Document segment:
^^^^^^^^

Our own J. E. H. Smith in his eponymous blog:
It has recently been brought to my attention that academic philosophers, along with saying 'human beings' instead of 'man' and 'they' instead of 'he', are expected to avoid the word 'seminal' altogether in their published work. This is of particular concern to me (I'm delighted, in contrast, to let 'man' go; as for 'they', I do regret that we were not able to come up with a gender-neutral pronoun that is not at the same time number-ambiguous), since I have just written an entire book on semen (or, more precisely, a book in which one of the central concerns is the variety of explanations given in the 17th century of the role of semen in the generation of animals and in the transmission of specific form), and I am fairly attached to this noun's adjectival form.

^^^^^^^^

Stated goal A:
Duplicate the part of the passage on the word 'seminal' starting at "Our own J. E." and ending at "noun's adjectival form.".

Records
^^^^^^^^

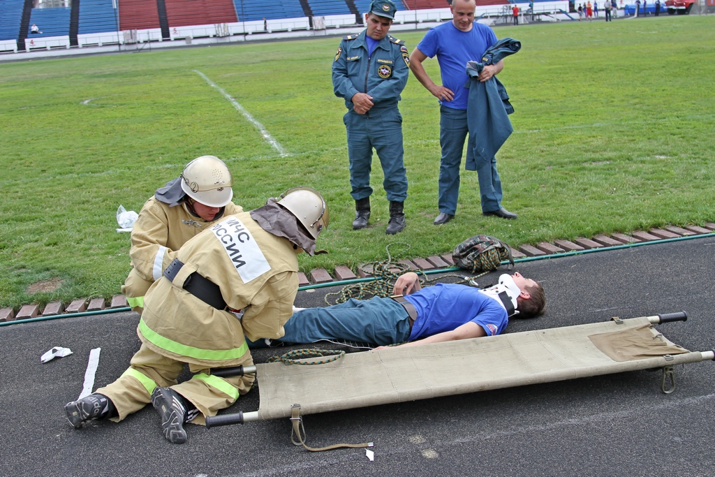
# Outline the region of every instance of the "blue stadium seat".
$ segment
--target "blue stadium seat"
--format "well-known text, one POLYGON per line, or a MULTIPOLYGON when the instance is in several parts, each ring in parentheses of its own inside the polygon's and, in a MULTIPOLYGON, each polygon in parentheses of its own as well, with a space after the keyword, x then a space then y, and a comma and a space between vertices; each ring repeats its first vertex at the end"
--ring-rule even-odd
MULTIPOLYGON (((62 6, 56 9, 32 9, 30 14, 30 25, 35 24, 41 34, 30 34, 27 29, 27 37, 44 38, 45 36, 60 36, 69 34, 69 12, 72 9, 62 6)), ((19 24, 19 22, 18 22, 19 24)))
POLYGON ((257 0, 233 0, 233 4, 236 6, 236 14, 238 15, 239 21, 261 20, 264 16, 267 20, 305 16, 298 0, 278 0, 272 4, 270 9, 266 8, 265 1, 257 1, 257 0), (243 18, 241 18, 242 13, 243 18))
POLYGON ((310 9, 316 16, 323 15, 349 15, 345 0, 308 0, 310 9))
POLYGON ((117 10, 112 0, 82 0, 79 2, 79 34, 117 31, 117 10))
POLYGON ((0 0, 0 40, 17 39, 24 4, 23 0, 0 0))

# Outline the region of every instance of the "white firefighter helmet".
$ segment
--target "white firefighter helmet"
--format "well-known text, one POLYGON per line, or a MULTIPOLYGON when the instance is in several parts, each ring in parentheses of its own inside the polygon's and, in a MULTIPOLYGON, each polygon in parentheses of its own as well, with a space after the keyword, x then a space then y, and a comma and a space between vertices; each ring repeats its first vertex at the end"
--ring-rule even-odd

^^^^^^^^

Stated goal B:
Set down the records exactly, starting at the beginning of the records and ending at the line that contains "POLYGON ((310 9, 316", with both ends included. Leave the pictures out of your answer.

Final result A:
Our own J. E. H. Smith in his eponymous blog:
It has recently been brought to my attention that academic philosophers, along with saying 'human beings' instead of 'man' and 'they' instead of 'he', are expected to avoid the word 'seminal' altogether in their published work. This is of particular concern to me (I'm delighted, in contrast, to let 'man' go; as for 'they', I do regret that we were not able to come up with a gender-neutral pronoun that is not at the same time number-ambiguous), since I have just written an entire book on semen (or, more precisely, a book in which one of the central concerns is the variety of explanations given in the 17th century of the role of semen in the generation of animals and in the transmission of specific form), and I am fairly attached to this noun's adjectival form.

Final result B:
# Outline the region of every instance of the "blue stadium seat".
$ segment
--target "blue stadium seat"
--format "well-known text, one POLYGON per line, or a MULTIPOLYGON when the instance is in several parts, each ring in parentheses of its own inside the polygon's and, in a MULTIPOLYGON, each polygon in parentheses of its own as well, with a space after the keyword, x then a space then y, and a comma and a space between vertices; each ring repeats its first vertex at the end"
--ring-rule even-odd
MULTIPOLYGON (((62 6, 56 9, 32 9, 30 14, 30 25, 35 24, 41 34, 30 34, 27 29, 27 37, 44 38, 45 36, 60 36, 69 34, 69 12, 72 9, 62 6)), ((19 24, 19 22, 18 22, 19 24)))
POLYGON ((257 0, 233 0, 233 4, 236 6, 236 14, 238 15, 239 21, 261 20, 264 16, 267 20, 305 16, 298 0, 278 0, 272 4, 270 9, 266 8, 265 1, 257 1, 257 0), (243 18, 241 18, 242 13, 243 18))
POLYGON ((310 9, 316 16, 323 15, 349 15, 345 0, 308 0, 310 9))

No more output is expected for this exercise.